** Begin **

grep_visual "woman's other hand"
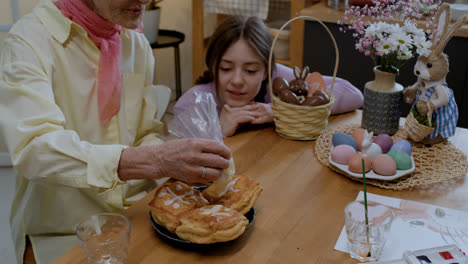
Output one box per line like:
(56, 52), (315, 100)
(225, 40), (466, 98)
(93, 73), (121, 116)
(118, 138), (231, 183)
(251, 103), (273, 124)
(219, 104), (258, 137)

** End **

**Exercise brief:** Rewrite the listing above as a numbered list, dropping any blank lines and omitting the picture.

**Task response:**
1. grep_visual "woman's other hand"
2. Output one box per line like:
3. (56, 52), (315, 100)
4. (225, 40), (466, 98)
5. (93, 73), (121, 116)
6. (118, 138), (231, 183)
7. (251, 103), (273, 124)
8. (219, 104), (258, 137)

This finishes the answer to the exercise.